• EXTRAIT CHOISI

_ _ _ _ _

2. En réprimant la supposition d'enfant, le législateur a eu essentiellement l'intention de protéger l'état civil de l'enfant plutôt que sa personne.
En général, l'enfant supposé est en effet inscrit dans les registres de l'état civil sous le nom d'une femme qui n'est pas la vraie mère. Lorsque l'enfant est attribué à une autre mère, on le fait sortir d'une famille pour l'introduire dans une autre. Il est alors privé de son état véritable et reçoit une filiation qui n'est en fait pas la sienne.

3. La victime de la supposition doit être un enfant :

  • normalement, cet enfant est un nouveau-né, mais l'infraction peut se réaliser vis-à-vis d'un enfant suffisamment jeune pour qu'un doute subsiste quant à son état véritable;
  • il n'y a pas de distinction entre enfants légitimes ou naturels;
  • l'enfant doit vivre ou avoir vécu. En effet, seule une personne qui existe ou qui a existé effectivement peut avoir (eu) un état.

4. Le crime de "supposition d'enfant" requiert un élément intentionnel spécial, à savoir, la volonté de priver l'enfant de son état et de sa filiation et de lui attribuer un état et un titre de filiation auxquels il n'a pas droit.

Il est admis (quoique non unanimement) que l'élément matériel de la supposition d'enfant comporte cet élément intentionnel parce que l'auteur n'a pas pu ne pas être au courant de la conséquence nécessaire de la privation d'état qu'ont entraînée ses pratiques.

_ _ _ _ _

• CONSIGNE 1
Recopiez le passage de l'extrait sur la supposition d'enfant, de « En général, l'enfant » à « pas la sienne. ».
• CONSIGNE 2
Veuillez répondre à ces questions sur l'extrait sur la supposition d'enfant :
(a) Qu'a voulu protéger avant tout le législateur en réprimant la supposition d'enfant ?
(b) Quelle condition l'enfant victime doit-il remplir quant à son existence ?
(c) Quel élément spécial le crime de supposition d'enfant requiert-il ?

• LIGNES AFFICHÉES
_ _ _ _ _

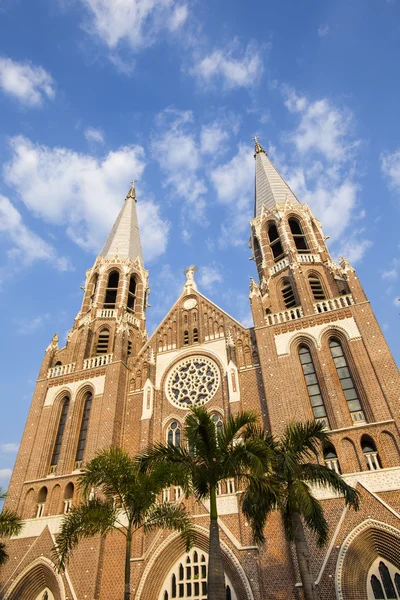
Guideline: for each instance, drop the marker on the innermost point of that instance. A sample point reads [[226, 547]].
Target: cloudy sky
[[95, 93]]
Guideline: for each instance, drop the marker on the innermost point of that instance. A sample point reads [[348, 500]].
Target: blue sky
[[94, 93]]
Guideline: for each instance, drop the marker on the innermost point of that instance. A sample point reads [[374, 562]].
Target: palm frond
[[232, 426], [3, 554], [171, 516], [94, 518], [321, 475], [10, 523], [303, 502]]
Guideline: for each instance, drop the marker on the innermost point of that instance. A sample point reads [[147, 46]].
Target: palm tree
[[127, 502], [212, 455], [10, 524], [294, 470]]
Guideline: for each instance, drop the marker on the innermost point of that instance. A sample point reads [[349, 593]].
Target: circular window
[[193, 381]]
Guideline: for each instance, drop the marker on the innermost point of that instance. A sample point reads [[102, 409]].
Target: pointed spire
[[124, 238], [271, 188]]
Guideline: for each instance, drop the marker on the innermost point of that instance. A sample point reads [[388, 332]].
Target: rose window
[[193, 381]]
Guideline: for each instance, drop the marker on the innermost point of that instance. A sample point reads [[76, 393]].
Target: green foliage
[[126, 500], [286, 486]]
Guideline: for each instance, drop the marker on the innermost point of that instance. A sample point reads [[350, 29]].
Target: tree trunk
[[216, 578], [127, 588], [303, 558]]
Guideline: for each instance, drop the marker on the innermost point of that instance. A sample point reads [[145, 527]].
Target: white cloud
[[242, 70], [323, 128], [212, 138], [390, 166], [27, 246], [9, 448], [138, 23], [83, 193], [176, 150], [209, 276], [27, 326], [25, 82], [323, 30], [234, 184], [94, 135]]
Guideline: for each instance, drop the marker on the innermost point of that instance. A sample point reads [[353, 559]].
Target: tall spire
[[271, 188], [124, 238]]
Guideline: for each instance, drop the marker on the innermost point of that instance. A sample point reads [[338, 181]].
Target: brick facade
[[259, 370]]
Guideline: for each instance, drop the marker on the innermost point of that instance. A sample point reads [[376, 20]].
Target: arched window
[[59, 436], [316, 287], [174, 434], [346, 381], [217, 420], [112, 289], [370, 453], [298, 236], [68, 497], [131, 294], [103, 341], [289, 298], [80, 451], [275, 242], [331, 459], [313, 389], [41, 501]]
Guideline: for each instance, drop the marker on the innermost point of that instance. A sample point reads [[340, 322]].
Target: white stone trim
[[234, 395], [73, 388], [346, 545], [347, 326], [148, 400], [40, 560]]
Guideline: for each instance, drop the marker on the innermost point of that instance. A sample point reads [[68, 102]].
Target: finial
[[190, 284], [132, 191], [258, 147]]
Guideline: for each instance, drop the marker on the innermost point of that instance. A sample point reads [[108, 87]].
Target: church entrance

_ _ _ _ _

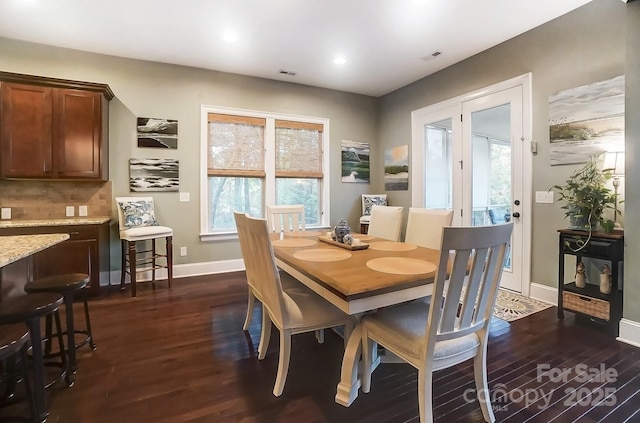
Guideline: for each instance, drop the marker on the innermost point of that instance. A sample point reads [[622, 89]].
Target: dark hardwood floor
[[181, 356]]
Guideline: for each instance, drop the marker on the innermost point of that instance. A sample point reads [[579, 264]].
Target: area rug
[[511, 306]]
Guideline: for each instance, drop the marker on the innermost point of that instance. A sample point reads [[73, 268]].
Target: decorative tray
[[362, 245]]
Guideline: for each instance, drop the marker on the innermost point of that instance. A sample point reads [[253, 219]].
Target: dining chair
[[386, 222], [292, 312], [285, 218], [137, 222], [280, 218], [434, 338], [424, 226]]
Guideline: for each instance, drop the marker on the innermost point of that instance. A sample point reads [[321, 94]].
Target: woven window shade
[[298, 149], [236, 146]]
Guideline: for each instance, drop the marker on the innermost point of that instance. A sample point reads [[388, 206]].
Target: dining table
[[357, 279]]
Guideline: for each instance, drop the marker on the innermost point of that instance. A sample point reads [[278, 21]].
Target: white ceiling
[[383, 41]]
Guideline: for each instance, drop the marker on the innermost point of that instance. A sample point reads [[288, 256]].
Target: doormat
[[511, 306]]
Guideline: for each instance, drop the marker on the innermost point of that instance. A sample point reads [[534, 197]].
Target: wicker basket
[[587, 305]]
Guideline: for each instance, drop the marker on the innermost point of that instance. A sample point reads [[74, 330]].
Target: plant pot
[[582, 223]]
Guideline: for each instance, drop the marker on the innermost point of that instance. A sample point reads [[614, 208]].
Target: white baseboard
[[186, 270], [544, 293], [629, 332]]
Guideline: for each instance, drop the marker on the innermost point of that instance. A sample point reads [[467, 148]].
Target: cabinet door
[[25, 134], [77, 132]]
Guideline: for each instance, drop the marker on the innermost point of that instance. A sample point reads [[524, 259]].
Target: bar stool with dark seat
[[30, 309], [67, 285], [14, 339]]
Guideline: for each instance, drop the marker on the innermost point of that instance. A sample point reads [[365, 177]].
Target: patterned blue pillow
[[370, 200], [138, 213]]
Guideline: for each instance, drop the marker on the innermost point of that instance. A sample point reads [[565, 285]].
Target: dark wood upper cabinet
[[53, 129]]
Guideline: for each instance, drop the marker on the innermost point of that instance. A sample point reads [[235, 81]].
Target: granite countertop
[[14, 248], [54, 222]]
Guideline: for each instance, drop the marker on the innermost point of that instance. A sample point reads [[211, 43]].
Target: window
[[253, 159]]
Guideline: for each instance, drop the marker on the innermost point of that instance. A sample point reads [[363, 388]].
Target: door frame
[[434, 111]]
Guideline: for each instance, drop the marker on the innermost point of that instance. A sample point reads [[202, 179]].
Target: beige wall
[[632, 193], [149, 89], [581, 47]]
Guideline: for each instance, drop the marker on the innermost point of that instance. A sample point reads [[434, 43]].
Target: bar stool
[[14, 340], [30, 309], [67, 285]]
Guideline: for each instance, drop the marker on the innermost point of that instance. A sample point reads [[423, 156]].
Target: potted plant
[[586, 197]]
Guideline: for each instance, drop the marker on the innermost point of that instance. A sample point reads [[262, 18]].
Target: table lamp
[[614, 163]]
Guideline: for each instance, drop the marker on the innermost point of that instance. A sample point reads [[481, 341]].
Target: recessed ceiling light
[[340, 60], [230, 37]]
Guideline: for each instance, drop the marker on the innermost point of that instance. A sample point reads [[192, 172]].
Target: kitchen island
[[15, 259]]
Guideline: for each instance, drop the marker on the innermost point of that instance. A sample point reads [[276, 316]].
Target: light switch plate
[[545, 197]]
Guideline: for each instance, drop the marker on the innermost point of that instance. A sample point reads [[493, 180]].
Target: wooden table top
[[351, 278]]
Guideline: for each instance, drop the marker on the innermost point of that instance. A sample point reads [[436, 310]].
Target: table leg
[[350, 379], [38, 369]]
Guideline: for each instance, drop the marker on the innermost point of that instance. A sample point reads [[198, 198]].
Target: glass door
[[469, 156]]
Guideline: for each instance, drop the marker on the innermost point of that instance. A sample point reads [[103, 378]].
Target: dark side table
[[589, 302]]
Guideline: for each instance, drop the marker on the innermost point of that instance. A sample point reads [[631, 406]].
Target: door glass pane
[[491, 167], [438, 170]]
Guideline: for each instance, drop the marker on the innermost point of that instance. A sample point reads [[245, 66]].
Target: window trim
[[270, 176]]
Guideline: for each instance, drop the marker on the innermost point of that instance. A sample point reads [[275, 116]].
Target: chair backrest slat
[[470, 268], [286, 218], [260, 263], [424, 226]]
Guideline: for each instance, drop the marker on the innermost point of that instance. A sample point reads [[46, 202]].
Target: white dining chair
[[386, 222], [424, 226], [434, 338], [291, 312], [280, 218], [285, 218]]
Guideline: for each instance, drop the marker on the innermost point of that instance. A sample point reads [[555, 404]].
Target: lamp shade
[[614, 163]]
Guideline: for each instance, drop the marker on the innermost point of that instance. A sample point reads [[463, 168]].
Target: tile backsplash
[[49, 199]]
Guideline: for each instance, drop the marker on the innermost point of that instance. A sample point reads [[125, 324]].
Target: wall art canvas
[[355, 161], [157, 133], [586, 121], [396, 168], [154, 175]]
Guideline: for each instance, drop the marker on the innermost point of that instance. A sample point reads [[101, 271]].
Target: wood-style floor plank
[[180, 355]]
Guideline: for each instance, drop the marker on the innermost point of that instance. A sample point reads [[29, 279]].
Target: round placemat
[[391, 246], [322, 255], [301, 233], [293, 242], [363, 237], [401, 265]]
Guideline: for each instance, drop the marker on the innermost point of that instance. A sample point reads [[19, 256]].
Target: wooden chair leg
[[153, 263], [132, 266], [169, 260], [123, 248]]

_ _ _ _ _

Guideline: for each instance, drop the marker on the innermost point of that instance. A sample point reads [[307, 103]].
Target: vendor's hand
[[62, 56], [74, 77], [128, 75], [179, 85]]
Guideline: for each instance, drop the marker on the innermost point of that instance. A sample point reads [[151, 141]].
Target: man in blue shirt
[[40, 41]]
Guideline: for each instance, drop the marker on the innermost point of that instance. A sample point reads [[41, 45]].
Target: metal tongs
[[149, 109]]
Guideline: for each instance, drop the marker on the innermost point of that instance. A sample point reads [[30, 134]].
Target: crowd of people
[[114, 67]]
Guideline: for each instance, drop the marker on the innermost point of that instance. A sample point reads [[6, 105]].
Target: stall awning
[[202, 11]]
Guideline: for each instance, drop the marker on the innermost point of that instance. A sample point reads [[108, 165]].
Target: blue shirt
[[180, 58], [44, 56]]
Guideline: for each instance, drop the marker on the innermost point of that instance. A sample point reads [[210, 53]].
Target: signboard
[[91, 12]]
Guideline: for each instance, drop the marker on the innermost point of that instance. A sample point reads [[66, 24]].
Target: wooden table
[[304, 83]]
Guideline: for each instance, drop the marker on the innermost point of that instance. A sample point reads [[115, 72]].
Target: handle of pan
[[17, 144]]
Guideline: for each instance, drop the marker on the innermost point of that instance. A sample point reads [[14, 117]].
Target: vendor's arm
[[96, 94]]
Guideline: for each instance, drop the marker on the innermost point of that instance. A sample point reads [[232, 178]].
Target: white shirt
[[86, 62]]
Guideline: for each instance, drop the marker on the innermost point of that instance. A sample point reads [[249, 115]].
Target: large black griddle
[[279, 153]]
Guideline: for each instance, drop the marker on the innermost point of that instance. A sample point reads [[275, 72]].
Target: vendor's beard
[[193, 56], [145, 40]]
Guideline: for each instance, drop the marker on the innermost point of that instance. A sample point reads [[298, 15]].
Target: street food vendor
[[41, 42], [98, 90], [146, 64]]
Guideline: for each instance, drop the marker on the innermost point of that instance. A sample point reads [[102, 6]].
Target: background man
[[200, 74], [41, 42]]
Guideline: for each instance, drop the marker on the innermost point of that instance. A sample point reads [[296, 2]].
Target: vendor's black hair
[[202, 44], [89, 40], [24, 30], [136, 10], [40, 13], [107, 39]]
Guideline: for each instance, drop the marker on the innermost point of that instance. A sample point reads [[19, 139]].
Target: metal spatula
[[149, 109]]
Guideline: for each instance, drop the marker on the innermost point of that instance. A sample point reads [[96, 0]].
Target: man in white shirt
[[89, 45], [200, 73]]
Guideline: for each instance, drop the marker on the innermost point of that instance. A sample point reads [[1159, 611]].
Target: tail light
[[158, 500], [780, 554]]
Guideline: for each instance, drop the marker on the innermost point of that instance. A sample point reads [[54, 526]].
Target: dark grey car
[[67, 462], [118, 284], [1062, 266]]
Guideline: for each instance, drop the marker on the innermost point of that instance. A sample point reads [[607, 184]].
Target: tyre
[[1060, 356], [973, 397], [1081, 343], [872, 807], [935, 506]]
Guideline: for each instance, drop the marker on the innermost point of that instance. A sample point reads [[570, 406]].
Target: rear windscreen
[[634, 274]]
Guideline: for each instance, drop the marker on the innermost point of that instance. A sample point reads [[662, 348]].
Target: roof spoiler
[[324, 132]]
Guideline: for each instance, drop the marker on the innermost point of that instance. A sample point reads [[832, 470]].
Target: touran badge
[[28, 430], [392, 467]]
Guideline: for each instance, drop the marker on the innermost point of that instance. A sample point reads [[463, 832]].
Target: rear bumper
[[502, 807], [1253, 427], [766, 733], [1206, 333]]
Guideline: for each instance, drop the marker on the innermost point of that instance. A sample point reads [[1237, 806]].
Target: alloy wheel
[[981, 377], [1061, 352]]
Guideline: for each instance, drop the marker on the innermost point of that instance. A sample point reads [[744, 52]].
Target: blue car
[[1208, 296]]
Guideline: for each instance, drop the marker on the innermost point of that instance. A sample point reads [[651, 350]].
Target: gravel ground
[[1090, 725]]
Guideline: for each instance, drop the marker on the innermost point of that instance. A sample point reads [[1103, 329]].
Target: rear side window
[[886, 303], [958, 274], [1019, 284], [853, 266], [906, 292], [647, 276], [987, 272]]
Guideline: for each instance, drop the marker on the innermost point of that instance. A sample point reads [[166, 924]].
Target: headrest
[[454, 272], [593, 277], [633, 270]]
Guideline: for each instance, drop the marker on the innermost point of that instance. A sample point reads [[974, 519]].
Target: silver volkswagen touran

_ _ _ _ _

• RÉPONSE 1
En général, l'enfant supposé est en effet inscrit dans les registres de l'état civil sous le nom d'une femme qui n'est pas la vraie mère. Lorsque l'enfant est attribué à une autre mère, on le fait sortir d'une famille pour l'introduire dans une autre. Il est alors privé de son état véritable et reçoit une filiation qui n'est en fait pas la sienne.

• RÉPONSE 2
(a) L'état civil de l'enfant plutôt que sa personne.
(b) Il doit vivre ou avoir vécu.
(c) Un élément intentionnel spécial : la volonté de priver l'enfant de son état et de sa filiation et de lui attribuer un état et un titre de filiation auxquels il n'a pas droit.